SOURCE MATERIAL
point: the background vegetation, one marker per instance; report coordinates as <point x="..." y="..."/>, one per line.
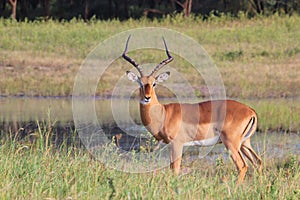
<point x="125" y="9"/>
<point x="41" y="58"/>
<point x="258" y="59"/>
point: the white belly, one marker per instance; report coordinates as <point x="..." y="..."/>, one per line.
<point x="206" y="142"/>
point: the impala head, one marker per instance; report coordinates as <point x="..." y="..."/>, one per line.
<point x="147" y="83"/>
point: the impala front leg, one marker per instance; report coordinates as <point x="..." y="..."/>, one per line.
<point x="175" y="156"/>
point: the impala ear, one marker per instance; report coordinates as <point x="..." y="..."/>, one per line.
<point x="132" y="76"/>
<point x="162" y="77"/>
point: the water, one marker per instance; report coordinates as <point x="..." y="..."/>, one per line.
<point x="16" y="113"/>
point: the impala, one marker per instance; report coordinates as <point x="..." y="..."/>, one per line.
<point x="206" y="123"/>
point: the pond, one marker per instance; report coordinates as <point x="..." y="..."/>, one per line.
<point x="20" y="112"/>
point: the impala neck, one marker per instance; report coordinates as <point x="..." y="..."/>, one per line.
<point x="152" y="115"/>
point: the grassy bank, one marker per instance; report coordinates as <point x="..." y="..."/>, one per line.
<point x="257" y="57"/>
<point x="33" y="168"/>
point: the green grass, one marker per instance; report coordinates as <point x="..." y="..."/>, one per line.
<point x="34" y="168"/>
<point x="42" y="58"/>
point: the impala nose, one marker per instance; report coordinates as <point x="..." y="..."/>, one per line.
<point x="147" y="98"/>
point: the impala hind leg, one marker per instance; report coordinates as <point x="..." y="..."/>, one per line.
<point x="175" y="156"/>
<point x="237" y="157"/>
<point x="247" y="150"/>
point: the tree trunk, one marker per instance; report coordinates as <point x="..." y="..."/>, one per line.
<point x="13" y="4"/>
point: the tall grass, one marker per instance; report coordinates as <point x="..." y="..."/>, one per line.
<point x="42" y="58"/>
<point x="34" y="168"/>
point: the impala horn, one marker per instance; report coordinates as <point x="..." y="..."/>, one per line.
<point x="164" y="62"/>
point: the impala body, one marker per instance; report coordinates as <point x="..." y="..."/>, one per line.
<point x="204" y="124"/>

PROBLEM DESCRIPTION
Could you rewrite all the entries above with every "impala" changed to "antelope", leaving everything else as it is and omitting the pictures?

IN RESPONSE
point: the background vegetation, one marker per instance; report coordinates as <point x="..." y="..."/>, one per line.
<point x="125" y="9"/>
<point x="41" y="58"/>
<point x="258" y="59"/>
point: the white belly, one marker per instance; report coordinates as <point x="..." y="..."/>, one per line.
<point x="206" y="142"/>
point: the antelope head, one marker per instance; report coordinates as <point x="..." y="..."/>, one per line.
<point x="147" y="83"/>
point: the antelope front leg, one marker per instance; report coordinates as <point x="..." y="..."/>, one per line.
<point x="175" y="156"/>
point: the antelope ear, one marker per instance; report coordinates as <point x="..." y="..."/>, one per line.
<point x="132" y="76"/>
<point x="162" y="77"/>
point: the water, one marker per instance; report coordinates as <point x="..." y="..."/>, one per line.
<point x="16" y="113"/>
point: the antelope, one marker per instance; report coordinates as <point x="..." y="..."/>, one per line.
<point x="206" y="123"/>
point: the pond, one marker per instance; report coordinates as <point x="..." y="..."/>, one per line.
<point x="20" y="112"/>
point: the antelope neck, one marker per instance; report coordinates as <point x="..." y="..."/>, one per line.
<point x="152" y="115"/>
point: the grassy bank, one marker per instance; report coordinates as <point x="..." y="..."/>, one per line.
<point x="257" y="57"/>
<point x="33" y="168"/>
point: the green grass, one marker per instance; report coordinates as <point x="..." y="..."/>, one per line.
<point x="34" y="168"/>
<point x="42" y="58"/>
point: the antelope nose, one marker per instance; report coordinates as <point x="..." y="..."/>, one per line.
<point x="147" y="98"/>
point: the antelope hind leg, one marker per instance; report coordinates as <point x="..." y="..."/>, one per line.
<point x="175" y="156"/>
<point x="237" y="157"/>
<point x="247" y="150"/>
point: the tree trunk, one marker per instance; report coordinates as <point x="..." y="..."/>, one per line.
<point x="13" y="4"/>
point: the tall grass, one marker per instance; report coordinates as <point x="..." y="..."/>, one per line.
<point x="42" y="58"/>
<point x="34" y="168"/>
point: the antelope horn, one marker per instance; report coordinates as <point x="..." y="..."/>, one per line.
<point x="164" y="62"/>
point: the antelope body, one marker per instance; report coordinates as <point x="..." y="..."/>, one per line.
<point x="204" y="124"/>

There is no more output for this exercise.